**Task data:**

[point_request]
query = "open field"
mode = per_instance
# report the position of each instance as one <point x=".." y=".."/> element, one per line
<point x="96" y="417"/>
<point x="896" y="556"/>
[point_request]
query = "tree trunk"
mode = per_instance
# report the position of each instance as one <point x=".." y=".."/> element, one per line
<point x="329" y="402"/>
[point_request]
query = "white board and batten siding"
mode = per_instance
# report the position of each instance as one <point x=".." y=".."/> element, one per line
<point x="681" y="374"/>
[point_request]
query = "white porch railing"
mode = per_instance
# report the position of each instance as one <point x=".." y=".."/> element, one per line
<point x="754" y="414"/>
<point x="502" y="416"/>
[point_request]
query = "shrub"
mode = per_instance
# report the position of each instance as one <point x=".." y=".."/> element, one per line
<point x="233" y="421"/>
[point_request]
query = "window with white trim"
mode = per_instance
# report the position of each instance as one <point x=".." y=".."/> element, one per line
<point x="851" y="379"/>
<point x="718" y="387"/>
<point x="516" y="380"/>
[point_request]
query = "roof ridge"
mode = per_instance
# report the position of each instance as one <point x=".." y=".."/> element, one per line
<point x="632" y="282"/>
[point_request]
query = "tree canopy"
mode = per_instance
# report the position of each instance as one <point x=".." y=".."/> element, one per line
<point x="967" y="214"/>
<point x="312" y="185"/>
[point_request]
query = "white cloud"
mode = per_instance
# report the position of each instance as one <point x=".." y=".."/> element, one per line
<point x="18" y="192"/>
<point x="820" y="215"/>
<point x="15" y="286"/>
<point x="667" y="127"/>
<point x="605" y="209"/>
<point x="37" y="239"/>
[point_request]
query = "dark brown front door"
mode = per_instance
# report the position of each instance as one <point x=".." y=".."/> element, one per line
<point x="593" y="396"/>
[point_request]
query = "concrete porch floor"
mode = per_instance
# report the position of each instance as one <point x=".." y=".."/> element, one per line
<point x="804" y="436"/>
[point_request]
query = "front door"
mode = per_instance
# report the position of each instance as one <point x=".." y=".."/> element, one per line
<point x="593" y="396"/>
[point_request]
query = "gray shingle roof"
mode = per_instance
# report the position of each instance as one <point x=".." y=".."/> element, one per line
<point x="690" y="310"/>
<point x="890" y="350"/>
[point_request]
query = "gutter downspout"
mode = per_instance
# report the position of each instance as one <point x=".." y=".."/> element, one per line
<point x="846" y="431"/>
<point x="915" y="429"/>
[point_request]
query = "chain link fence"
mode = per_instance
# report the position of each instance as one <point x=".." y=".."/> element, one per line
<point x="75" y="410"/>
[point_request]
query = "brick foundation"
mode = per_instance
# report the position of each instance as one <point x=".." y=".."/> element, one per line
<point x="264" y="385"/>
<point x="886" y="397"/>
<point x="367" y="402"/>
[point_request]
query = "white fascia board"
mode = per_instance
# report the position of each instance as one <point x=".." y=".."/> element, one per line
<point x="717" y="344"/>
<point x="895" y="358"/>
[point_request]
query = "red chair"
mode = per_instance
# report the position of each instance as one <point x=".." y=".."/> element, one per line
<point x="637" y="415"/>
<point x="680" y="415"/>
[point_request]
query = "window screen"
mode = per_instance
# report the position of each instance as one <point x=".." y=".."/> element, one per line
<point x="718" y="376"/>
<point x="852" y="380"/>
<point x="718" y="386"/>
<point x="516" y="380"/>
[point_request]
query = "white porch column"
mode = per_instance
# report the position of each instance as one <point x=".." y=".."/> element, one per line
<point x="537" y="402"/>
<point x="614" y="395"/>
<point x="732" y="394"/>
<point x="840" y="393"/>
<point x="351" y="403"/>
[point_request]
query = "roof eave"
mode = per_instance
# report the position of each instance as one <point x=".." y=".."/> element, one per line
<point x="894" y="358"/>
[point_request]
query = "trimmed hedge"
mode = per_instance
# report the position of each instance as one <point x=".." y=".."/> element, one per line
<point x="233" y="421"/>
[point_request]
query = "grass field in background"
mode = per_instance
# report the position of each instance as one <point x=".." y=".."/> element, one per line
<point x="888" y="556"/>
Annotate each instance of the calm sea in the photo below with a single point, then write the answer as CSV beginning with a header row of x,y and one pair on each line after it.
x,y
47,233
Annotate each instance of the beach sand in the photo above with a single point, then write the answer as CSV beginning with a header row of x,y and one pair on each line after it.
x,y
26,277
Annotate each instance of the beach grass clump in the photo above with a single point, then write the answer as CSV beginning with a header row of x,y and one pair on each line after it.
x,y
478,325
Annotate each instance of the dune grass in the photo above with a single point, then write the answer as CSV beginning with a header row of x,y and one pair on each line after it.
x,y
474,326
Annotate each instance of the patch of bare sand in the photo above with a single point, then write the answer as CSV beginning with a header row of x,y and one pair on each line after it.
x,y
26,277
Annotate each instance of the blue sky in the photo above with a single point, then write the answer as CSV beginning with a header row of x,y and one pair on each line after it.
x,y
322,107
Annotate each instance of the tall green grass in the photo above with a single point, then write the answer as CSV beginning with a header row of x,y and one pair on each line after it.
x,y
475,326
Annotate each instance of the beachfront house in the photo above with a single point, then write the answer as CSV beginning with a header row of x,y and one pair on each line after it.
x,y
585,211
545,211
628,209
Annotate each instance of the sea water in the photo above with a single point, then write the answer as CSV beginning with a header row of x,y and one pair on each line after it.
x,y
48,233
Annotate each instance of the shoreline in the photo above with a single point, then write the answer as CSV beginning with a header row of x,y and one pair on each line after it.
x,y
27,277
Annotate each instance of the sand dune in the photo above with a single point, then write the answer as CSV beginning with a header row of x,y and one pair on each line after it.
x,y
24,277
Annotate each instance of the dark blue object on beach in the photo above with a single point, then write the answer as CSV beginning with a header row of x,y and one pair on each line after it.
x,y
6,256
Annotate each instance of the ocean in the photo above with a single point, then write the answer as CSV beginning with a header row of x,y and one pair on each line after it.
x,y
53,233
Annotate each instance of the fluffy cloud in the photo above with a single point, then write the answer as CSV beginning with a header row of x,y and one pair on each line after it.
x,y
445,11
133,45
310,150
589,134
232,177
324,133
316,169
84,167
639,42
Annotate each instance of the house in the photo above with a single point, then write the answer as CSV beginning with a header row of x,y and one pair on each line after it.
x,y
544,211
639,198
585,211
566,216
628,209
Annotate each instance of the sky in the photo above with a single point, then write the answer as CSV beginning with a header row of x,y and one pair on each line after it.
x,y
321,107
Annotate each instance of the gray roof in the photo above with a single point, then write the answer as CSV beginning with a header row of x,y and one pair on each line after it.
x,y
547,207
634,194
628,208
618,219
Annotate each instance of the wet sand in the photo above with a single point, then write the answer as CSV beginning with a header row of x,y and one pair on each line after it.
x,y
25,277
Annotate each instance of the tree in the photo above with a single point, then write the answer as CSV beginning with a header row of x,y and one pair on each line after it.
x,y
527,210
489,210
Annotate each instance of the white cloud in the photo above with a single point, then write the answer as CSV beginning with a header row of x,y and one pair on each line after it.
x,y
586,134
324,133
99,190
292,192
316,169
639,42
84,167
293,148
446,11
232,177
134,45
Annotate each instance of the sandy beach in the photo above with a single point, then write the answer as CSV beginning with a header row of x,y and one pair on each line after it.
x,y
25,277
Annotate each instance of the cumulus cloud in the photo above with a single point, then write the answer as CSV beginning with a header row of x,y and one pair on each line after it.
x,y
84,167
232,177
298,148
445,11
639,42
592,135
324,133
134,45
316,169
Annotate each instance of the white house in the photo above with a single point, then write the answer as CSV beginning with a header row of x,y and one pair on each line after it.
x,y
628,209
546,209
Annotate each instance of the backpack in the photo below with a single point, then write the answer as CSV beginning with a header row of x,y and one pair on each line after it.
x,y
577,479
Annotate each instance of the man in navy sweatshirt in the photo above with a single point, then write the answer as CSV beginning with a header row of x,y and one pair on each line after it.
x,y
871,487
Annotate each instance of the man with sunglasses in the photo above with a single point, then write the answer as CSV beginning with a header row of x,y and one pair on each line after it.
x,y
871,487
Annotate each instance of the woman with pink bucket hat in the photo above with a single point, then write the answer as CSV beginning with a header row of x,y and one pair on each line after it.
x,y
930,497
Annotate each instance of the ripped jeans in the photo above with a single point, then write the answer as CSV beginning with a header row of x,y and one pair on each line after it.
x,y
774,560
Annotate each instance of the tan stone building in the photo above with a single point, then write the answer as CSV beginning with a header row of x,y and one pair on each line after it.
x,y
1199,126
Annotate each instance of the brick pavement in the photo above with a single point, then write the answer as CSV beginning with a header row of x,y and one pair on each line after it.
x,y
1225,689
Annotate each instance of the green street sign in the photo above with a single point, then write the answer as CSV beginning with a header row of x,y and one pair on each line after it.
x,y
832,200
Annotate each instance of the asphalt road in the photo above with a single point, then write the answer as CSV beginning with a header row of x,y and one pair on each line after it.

**Task to complete:** Whenever a line in the listing above includes the word "door", return that line.

**Answer for the task:**
query = "dark brown front door"
query = "front door"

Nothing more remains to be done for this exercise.